"Marche de retour au Tibet" : pourquoi est-elle si importante ?

mardi 24 juin 2008 par Rédaction

Pourquoi la "Marche de retour au Tibet" est-elle si importante ?
(par Tenzing Sonam, le 22 juin 2008). [1]

La ‘Marche de retour au Tibet’ s’est terminée il y a trois jours [2] à l’orée de la ville frontalière de Darchula, éloignée de tout, enchâssée dans les collines de l’état d’Uttarakhand. C’est là que les cinquante derniers marcheurs se sont rendus pacifiquement - très émus et leur passion toujours vive - à plusieurs centaines de policiers qui leur bloquaient la route. [3]

Ayant filmé par intermittence toute la progression de la Marche, de son lancement à Dharamsala jusqu’à sa conclusion à Darchula, et ayant vécu 14 jours auprès des marcheurs dans leur campement encerclé par la police à Seraghat puis à Banspatan, j’estime que le sens de cette Marche va bien au delà de la question de savoir si elle a atteint ou pas son objectif officiel de pénétrer au Tibet.

A son humble niveau, la ‘Marche de retour au Tibet’ pourrait très bien indiquer un tournant dans la politique des Tibétains en exil. Elle pourrait faire date en effet comme la première véritable opération démocratique initiée et conduite par de simples Tibétains cherchant désespérément le moyen de contribuer à la cause tibétaine en dépit des critiques, et parfois même de la condamnation, émises par certains de leurs dirigeants.

Cinq ONGs tibétaines [4], qui ensemble mobilisent une part importante de la diaspora tibétaine, ont réussi à s’unir sous la même bannière - la campagne “Tibetan People’s Uprising Movement” (Mouvement de Soulèvement du Peuple Tibétain) – et à mener à bien ce plan d’action, alors qu’elles ne partagent pas exactement les mêmes orientations politiques. Sur ce seul point, c’est déjà une réussite. Trop souvent, parmi les exilés, nous avons vu le grand dessein d’agir pour la cause tibétaine être sacrifié au profit de mesquines querelles intestines ou de disputes entre personnes.

[Entrées du jeu de données]
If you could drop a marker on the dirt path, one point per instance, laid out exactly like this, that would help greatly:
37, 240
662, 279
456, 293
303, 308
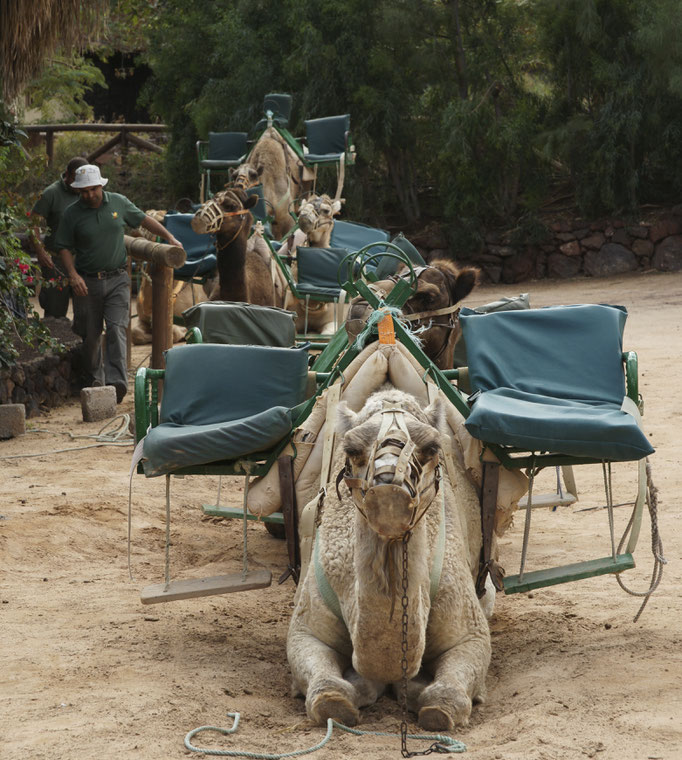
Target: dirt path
88, 672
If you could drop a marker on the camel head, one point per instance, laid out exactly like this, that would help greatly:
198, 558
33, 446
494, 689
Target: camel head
245, 176
392, 460
227, 213
440, 286
316, 218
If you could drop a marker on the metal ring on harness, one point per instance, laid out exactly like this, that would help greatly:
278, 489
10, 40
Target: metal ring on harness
398, 501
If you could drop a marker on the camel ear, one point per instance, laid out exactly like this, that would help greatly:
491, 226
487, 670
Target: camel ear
435, 414
346, 418
465, 282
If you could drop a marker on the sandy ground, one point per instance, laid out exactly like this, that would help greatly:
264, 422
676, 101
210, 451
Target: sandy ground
87, 671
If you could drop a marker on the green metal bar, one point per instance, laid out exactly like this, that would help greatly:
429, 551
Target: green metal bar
631, 375
567, 573
238, 513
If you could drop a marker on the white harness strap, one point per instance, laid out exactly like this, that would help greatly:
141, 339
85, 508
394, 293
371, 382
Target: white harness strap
308, 517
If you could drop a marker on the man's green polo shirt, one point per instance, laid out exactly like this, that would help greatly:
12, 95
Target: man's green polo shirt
95, 235
55, 199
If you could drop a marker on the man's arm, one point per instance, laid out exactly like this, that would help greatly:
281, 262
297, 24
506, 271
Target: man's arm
77, 282
159, 230
42, 254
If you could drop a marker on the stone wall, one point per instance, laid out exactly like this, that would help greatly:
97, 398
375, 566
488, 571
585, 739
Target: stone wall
573, 247
42, 381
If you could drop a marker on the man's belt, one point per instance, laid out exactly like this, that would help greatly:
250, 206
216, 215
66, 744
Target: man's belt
103, 275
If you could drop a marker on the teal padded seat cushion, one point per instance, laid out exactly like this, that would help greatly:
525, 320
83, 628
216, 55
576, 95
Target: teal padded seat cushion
318, 270
353, 236
326, 138
532, 422
239, 323
200, 249
222, 402
552, 380
169, 447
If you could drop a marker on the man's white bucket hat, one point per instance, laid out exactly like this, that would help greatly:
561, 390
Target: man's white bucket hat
88, 176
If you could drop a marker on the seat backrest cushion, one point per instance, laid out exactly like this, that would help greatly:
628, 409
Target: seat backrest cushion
226, 146
242, 323
506, 303
565, 352
353, 236
207, 383
319, 266
327, 135
196, 246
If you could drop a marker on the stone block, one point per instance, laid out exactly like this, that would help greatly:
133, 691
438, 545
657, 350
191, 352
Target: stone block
98, 403
12, 420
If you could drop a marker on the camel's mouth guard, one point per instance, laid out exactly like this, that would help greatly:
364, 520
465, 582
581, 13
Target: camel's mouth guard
389, 510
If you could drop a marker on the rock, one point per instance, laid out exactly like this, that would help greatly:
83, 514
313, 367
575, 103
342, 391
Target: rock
562, 267
12, 420
664, 228
594, 242
611, 259
641, 231
98, 403
570, 249
621, 237
521, 266
668, 254
642, 247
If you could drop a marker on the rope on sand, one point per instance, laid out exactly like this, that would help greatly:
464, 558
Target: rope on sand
445, 744
119, 436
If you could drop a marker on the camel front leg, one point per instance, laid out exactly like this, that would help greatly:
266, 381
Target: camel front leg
317, 671
458, 680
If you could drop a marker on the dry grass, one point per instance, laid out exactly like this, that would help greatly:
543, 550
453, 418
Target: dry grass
32, 29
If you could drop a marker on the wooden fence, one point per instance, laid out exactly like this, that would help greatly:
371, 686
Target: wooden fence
124, 136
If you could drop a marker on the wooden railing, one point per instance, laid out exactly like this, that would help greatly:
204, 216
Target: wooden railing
124, 136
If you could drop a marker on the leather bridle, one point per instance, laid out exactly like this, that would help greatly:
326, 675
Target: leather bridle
407, 473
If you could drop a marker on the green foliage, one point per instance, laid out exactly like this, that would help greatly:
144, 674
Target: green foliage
20, 325
59, 89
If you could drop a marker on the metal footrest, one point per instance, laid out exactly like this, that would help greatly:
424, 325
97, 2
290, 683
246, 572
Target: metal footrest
195, 587
575, 572
237, 513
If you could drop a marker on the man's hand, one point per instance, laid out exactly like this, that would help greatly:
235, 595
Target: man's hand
78, 284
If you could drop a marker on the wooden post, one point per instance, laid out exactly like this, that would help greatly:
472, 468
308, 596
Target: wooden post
163, 258
49, 146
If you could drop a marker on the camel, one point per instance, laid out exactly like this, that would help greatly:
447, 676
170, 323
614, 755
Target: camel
273, 164
440, 286
185, 294
246, 271
345, 642
316, 222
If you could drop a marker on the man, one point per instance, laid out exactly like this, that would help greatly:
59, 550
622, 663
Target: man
90, 242
55, 199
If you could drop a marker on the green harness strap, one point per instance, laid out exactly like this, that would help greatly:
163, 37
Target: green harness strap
331, 599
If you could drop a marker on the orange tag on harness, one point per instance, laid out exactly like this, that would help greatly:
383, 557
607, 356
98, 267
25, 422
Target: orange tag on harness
386, 331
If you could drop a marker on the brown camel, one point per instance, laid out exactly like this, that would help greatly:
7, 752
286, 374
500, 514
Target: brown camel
245, 269
440, 286
273, 164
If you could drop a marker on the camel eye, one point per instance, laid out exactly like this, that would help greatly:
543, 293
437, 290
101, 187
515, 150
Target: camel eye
429, 449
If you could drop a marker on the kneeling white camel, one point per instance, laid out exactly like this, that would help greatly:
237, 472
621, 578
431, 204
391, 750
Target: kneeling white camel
345, 638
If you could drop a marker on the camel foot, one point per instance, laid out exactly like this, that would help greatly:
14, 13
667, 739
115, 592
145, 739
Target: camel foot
332, 701
442, 708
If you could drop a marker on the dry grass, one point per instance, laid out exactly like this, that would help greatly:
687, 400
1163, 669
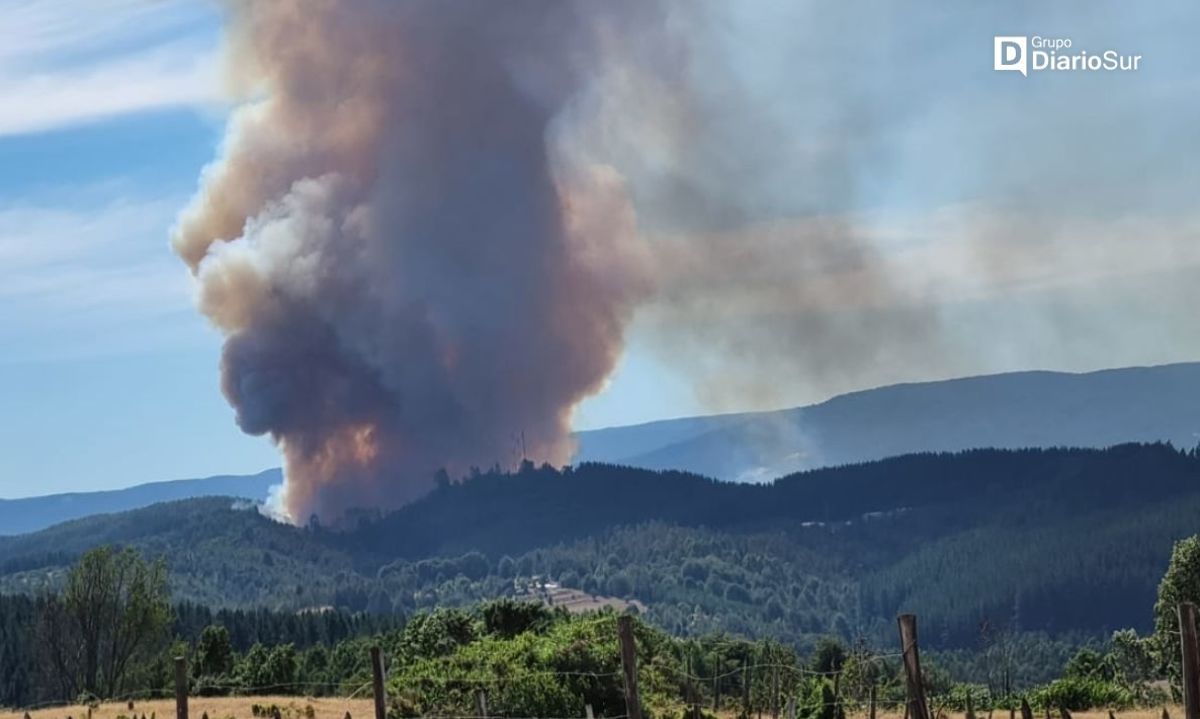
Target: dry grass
216, 707
1176, 712
294, 707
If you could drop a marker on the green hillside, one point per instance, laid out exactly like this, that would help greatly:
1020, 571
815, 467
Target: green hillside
1013, 538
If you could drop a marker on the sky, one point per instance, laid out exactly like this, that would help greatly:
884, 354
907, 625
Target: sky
1017, 222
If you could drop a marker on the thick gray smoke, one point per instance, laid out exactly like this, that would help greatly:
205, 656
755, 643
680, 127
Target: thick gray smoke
407, 277
420, 240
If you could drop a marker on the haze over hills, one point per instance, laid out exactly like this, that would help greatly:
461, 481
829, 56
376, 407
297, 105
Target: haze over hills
1002, 411
959, 538
31, 514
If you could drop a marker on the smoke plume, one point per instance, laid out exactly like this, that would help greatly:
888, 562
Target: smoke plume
407, 277
420, 238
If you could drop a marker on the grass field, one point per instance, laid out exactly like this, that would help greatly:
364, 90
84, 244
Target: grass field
216, 707
295, 707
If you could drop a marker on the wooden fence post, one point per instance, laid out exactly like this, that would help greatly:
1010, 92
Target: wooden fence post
774, 691
180, 688
912, 666
629, 663
1191, 671
377, 681
481, 703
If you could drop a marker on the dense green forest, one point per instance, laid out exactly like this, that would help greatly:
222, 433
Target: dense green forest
977, 541
111, 634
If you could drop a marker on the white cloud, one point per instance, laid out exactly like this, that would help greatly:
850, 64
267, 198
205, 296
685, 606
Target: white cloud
91, 280
75, 61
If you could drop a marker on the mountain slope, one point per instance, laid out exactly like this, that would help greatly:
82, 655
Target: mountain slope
1002, 535
18, 516
1002, 411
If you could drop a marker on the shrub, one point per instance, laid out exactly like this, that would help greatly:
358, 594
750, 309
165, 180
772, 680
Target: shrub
1081, 694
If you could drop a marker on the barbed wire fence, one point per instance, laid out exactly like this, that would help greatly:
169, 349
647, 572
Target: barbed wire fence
779, 695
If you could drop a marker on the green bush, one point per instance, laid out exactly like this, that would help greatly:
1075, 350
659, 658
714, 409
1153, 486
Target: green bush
1081, 694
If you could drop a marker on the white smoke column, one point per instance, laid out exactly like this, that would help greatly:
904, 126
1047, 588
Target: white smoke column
407, 276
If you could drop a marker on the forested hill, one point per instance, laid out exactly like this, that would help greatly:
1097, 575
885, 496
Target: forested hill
539, 507
1003, 535
1015, 409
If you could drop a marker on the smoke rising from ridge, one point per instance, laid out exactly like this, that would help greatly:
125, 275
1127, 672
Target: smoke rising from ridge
407, 279
436, 225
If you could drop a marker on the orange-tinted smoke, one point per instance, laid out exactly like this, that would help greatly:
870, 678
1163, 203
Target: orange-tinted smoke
406, 275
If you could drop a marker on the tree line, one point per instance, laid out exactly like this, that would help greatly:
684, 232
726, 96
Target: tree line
112, 633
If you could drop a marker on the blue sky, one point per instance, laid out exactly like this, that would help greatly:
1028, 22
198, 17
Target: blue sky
108, 376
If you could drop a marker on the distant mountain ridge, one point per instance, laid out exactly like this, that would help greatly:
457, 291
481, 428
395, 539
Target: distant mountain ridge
1019, 409
981, 535
1037, 408
30, 514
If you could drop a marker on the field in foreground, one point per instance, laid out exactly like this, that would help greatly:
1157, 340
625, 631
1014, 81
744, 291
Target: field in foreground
295, 707
216, 707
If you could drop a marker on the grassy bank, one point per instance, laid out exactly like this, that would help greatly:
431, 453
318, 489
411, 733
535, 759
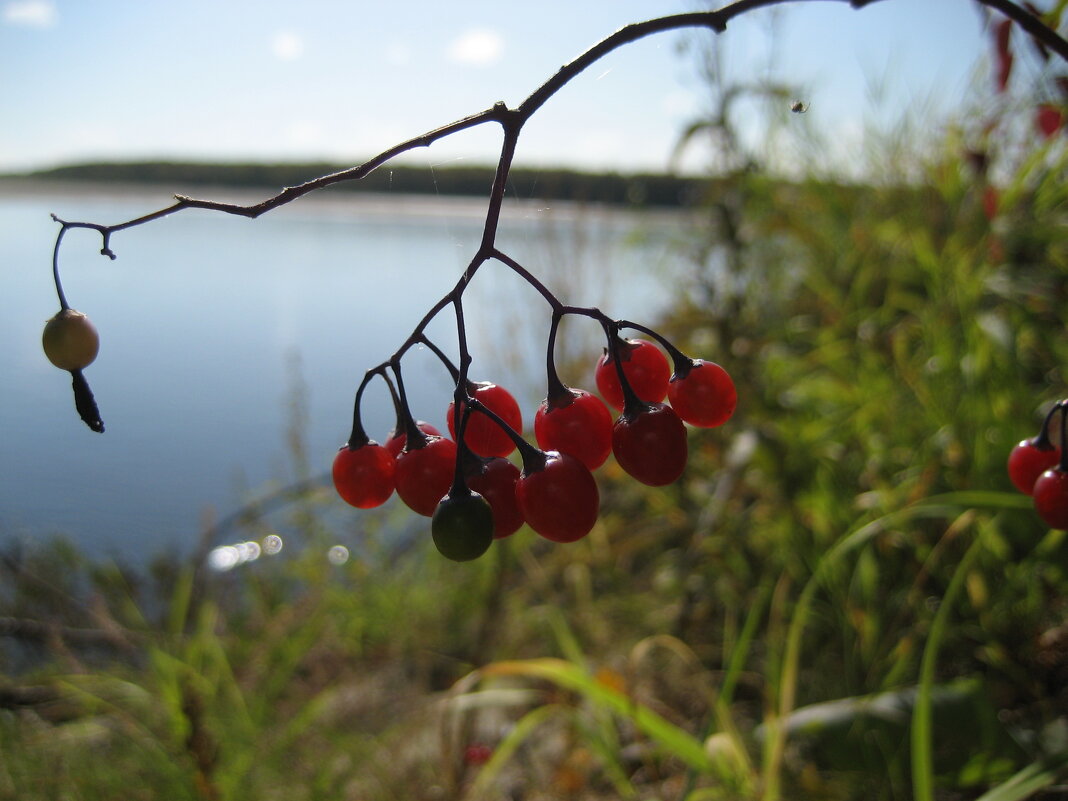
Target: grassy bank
842, 598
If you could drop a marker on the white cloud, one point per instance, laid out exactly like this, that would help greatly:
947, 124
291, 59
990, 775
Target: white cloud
287, 46
31, 13
478, 47
397, 53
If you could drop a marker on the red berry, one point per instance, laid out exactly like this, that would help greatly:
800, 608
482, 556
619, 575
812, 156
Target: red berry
424, 474
495, 480
1048, 120
645, 366
483, 436
1026, 461
1051, 498
364, 476
560, 500
581, 426
650, 444
398, 437
705, 396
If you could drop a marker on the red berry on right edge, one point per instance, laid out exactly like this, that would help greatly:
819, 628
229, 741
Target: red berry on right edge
645, 367
1026, 461
560, 500
581, 426
1048, 120
1051, 498
363, 476
650, 444
424, 474
705, 396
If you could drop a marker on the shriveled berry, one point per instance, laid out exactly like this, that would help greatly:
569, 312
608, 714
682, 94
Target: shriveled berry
71, 341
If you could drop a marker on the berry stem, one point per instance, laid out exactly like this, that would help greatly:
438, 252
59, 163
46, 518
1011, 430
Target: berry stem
1042, 440
415, 437
680, 362
56, 270
533, 457
423, 339
558, 394
632, 405
1063, 406
359, 437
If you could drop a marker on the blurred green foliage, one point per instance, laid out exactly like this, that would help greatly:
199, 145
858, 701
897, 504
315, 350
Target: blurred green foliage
842, 598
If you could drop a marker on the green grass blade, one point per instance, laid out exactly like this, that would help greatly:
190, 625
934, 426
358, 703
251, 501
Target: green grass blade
923, 769
1026, 782
680, 743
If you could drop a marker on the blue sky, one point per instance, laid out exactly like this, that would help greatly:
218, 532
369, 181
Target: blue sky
325, 79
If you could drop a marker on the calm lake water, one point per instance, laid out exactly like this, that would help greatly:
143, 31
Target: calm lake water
220, 335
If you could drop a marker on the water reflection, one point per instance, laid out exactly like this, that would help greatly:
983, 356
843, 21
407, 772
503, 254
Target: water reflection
199, 318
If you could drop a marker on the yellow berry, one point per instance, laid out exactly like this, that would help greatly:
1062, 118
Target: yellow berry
71, 341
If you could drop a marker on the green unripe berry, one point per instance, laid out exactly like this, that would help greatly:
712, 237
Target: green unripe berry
462, 527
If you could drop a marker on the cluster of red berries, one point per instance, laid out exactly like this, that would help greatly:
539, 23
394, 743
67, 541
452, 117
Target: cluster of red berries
1038, 468
474, 493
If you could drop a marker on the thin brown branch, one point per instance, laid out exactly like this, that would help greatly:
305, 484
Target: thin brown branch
1032, 25
512, 121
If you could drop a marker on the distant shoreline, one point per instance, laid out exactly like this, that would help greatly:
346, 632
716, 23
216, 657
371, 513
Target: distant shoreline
640, 190
363, 204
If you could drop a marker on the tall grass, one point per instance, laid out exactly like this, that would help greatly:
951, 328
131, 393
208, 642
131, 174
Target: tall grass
842, 597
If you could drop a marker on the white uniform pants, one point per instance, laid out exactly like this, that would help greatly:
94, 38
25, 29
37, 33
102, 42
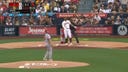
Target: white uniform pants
67, 33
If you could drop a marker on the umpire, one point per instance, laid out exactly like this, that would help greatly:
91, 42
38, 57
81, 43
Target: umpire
73, 31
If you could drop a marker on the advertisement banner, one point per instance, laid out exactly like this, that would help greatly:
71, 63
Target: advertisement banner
121, 30
61, 15
36, 30
95, 30
10, 30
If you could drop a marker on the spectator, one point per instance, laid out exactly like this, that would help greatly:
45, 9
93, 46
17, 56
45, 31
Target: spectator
126, 21
97, 19
118, 21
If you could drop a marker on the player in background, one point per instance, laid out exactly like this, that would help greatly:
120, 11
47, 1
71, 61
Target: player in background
67, 31
48, 45
73, 28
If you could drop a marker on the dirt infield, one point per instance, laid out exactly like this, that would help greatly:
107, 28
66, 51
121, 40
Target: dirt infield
42, 64
84, 44
55, 64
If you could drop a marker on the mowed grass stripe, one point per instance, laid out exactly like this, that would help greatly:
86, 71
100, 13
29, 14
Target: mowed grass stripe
101, 60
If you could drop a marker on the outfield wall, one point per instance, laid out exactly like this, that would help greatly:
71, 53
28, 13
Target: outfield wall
119, 30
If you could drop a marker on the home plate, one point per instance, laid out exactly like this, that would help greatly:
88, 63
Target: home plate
40, 45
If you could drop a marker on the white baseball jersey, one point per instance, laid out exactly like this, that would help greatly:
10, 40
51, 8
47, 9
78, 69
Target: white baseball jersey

- _Travail à faire_:
1/ D'après le texte sur la Marche de retour au Tibet, à quel endroit cette marche s'est-elle achevée ?
2/ Dans les entrées, reprends les lignes qui vont de celle contenant « If you could drop a marker on the white baseball » jusqu'à la fin des entrées, en substituant « gray baseball jersey » à « white baseball jersey » et en laissant tout le reste intact.

- _Réponses aux consignes_:
1/ À l'orée de Darchula, une ville frontalière nichée dans les collines de l'État d'Uttarakhand.

2/
If you could drop a marker on the gray baseball jersey, one point per instance, laid out exactly like this, that would help greatly:
10, 40
51, 8
47, 9
78, 69
Target: gray baseball jersey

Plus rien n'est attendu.